== What to do ==
Go through the listing and state how many lines hold the string "positive". Nothing else is needed.

--- Records to process Enclosed Below ---

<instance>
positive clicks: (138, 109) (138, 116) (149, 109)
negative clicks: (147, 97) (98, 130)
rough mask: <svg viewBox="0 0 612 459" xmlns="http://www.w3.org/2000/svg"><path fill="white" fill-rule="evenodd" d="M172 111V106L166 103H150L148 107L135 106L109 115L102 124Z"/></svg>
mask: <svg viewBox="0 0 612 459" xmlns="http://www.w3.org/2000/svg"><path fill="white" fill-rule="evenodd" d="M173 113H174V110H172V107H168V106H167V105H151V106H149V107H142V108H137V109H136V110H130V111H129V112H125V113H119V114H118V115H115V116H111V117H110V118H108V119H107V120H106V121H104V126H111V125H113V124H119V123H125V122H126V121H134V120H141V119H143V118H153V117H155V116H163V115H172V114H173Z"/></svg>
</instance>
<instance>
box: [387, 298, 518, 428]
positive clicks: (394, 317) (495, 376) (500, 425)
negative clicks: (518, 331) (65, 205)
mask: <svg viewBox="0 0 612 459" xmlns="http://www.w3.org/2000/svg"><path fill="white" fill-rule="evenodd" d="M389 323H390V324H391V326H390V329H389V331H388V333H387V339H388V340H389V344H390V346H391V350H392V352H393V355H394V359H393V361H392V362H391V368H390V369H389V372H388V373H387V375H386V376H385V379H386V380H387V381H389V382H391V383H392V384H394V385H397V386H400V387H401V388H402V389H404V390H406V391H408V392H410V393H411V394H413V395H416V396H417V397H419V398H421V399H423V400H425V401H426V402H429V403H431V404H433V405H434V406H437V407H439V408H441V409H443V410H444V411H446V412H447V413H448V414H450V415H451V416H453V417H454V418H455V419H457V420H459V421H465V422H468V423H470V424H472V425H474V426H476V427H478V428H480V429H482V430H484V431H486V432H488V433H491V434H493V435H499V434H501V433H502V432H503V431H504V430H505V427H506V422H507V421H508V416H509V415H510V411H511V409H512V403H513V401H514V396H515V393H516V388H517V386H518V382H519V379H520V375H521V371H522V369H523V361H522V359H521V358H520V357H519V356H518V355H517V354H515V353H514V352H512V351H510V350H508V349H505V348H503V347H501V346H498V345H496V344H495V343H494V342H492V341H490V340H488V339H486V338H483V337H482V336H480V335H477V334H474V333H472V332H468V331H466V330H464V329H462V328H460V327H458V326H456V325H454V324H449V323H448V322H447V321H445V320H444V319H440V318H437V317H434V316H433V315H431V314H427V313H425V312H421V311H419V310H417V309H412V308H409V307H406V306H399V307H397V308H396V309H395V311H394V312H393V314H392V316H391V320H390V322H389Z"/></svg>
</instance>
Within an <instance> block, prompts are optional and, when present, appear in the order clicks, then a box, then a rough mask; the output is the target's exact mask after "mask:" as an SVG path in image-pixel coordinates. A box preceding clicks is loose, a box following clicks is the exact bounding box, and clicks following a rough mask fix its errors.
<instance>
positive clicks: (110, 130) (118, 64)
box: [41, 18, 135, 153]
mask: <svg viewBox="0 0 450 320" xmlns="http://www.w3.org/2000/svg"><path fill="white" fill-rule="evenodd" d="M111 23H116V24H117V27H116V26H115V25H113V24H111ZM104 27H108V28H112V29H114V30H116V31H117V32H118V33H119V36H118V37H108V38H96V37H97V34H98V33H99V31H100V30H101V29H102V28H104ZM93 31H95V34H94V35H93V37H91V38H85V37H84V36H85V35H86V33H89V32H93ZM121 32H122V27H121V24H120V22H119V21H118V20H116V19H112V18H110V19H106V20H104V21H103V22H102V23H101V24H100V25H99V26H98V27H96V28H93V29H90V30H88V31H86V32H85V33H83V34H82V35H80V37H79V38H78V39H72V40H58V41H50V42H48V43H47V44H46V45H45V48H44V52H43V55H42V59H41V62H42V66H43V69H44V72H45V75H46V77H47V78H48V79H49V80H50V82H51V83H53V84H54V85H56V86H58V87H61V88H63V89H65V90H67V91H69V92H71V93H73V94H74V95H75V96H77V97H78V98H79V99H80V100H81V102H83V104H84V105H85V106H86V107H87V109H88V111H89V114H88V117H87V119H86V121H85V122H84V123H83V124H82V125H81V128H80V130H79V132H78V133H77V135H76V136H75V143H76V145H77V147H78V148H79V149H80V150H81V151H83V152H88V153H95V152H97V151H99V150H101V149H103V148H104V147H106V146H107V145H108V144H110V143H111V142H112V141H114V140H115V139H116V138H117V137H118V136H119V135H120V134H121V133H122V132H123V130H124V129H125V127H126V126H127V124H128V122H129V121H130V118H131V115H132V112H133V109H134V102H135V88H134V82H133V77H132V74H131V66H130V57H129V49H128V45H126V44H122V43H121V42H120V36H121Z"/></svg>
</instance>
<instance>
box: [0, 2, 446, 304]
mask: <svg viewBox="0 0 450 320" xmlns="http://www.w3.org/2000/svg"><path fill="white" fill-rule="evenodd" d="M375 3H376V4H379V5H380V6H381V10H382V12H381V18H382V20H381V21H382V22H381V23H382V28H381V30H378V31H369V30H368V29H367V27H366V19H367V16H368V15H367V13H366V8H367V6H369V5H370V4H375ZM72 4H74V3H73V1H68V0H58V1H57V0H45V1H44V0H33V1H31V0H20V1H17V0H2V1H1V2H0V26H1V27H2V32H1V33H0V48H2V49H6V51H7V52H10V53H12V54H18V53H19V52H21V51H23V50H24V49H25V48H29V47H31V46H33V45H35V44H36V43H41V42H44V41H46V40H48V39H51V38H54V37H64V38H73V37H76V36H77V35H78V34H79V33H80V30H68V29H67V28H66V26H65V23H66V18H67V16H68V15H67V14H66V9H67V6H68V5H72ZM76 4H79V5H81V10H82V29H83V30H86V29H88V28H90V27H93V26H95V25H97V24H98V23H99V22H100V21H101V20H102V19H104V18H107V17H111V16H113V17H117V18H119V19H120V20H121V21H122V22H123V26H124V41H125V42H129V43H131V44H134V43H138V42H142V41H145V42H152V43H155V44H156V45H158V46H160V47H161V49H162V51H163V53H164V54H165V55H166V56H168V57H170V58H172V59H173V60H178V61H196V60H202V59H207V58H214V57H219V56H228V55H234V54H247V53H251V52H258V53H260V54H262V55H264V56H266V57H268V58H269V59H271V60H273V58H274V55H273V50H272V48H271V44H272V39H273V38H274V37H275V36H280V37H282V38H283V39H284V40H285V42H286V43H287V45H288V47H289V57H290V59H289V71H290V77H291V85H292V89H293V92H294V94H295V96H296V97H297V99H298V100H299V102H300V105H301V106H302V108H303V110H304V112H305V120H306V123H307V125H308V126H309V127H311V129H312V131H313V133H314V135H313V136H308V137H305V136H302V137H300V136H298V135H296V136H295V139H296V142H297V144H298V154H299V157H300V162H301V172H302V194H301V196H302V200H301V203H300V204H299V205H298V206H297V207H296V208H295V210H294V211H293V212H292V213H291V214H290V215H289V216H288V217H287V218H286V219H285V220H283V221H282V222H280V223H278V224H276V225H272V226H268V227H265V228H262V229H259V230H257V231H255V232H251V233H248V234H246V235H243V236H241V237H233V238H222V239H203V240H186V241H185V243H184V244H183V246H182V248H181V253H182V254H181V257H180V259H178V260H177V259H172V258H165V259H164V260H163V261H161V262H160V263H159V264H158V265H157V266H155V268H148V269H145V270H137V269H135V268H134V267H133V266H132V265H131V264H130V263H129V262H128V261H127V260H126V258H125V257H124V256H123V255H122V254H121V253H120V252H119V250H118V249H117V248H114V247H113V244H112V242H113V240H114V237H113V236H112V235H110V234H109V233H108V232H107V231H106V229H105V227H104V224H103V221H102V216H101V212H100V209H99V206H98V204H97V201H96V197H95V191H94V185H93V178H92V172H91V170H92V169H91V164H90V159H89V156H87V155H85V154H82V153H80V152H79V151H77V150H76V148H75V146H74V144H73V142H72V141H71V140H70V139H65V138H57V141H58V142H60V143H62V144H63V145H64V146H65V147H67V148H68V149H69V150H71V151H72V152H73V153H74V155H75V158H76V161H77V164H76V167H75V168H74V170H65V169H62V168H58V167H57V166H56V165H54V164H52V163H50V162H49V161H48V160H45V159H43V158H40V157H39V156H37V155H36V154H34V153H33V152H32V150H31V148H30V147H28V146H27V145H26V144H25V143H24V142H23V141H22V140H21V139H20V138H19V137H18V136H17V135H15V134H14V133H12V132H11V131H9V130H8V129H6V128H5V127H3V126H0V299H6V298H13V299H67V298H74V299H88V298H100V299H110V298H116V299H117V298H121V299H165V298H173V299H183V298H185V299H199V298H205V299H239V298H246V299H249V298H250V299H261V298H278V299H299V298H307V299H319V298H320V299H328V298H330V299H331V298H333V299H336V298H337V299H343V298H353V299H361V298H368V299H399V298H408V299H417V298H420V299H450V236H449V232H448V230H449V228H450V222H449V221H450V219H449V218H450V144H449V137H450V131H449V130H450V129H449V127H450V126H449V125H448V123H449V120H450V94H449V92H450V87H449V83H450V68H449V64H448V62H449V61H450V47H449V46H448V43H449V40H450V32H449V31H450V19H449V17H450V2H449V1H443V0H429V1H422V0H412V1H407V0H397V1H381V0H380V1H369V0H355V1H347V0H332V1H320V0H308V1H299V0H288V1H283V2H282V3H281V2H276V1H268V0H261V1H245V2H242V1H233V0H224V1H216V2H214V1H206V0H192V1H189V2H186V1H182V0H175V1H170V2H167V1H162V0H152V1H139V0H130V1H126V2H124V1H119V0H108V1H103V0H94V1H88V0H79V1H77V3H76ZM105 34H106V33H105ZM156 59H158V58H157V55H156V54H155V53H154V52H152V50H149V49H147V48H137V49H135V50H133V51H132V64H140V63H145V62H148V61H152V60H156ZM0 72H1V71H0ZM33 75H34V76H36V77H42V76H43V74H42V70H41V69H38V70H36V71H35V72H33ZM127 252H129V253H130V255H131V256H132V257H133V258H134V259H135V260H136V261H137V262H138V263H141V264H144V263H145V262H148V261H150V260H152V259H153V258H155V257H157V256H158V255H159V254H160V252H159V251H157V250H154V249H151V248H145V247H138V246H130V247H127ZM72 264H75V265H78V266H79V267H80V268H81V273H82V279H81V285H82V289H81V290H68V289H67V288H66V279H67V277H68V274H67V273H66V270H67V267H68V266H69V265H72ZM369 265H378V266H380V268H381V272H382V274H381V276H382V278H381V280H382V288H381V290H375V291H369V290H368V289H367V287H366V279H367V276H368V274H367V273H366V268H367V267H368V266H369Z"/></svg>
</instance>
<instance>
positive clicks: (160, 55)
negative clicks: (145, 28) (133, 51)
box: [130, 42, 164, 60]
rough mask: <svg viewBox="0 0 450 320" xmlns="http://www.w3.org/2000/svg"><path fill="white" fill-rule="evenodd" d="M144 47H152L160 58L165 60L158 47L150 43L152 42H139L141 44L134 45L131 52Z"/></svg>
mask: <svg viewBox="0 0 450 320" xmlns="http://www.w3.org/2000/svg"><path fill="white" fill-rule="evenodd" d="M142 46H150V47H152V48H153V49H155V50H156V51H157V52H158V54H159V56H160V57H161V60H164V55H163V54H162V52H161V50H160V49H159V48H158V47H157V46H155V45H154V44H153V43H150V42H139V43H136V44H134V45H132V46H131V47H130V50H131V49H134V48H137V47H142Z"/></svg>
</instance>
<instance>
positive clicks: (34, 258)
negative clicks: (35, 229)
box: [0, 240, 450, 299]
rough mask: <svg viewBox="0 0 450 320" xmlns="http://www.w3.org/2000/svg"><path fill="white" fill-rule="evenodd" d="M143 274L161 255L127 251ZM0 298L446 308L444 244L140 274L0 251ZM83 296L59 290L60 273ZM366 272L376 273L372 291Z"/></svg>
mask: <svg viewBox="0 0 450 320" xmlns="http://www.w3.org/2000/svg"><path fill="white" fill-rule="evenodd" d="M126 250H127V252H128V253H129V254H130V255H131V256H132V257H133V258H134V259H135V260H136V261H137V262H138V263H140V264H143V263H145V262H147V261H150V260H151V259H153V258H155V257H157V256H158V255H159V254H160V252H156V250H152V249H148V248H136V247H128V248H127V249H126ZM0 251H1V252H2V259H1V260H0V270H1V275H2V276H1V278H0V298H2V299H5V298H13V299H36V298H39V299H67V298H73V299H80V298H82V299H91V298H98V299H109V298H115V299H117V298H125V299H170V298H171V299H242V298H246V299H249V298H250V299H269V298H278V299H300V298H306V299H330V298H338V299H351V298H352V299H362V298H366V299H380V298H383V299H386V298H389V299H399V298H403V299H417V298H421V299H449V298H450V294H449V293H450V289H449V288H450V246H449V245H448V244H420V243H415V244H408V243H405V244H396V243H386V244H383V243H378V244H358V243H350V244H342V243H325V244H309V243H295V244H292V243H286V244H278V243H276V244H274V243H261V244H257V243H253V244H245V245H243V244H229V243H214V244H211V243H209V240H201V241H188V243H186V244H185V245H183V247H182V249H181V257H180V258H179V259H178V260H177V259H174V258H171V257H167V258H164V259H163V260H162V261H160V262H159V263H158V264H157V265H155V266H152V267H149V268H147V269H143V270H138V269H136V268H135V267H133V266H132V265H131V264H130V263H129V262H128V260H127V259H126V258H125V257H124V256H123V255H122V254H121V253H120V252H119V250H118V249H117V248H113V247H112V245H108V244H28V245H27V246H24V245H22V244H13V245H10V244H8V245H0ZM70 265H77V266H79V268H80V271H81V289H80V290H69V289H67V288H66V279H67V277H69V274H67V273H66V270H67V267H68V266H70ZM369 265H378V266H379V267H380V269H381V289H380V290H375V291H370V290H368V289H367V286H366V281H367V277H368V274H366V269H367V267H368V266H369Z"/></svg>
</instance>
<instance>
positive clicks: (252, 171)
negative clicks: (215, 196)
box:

--- End of Enclosed Records to process ---

== Expected output ==
6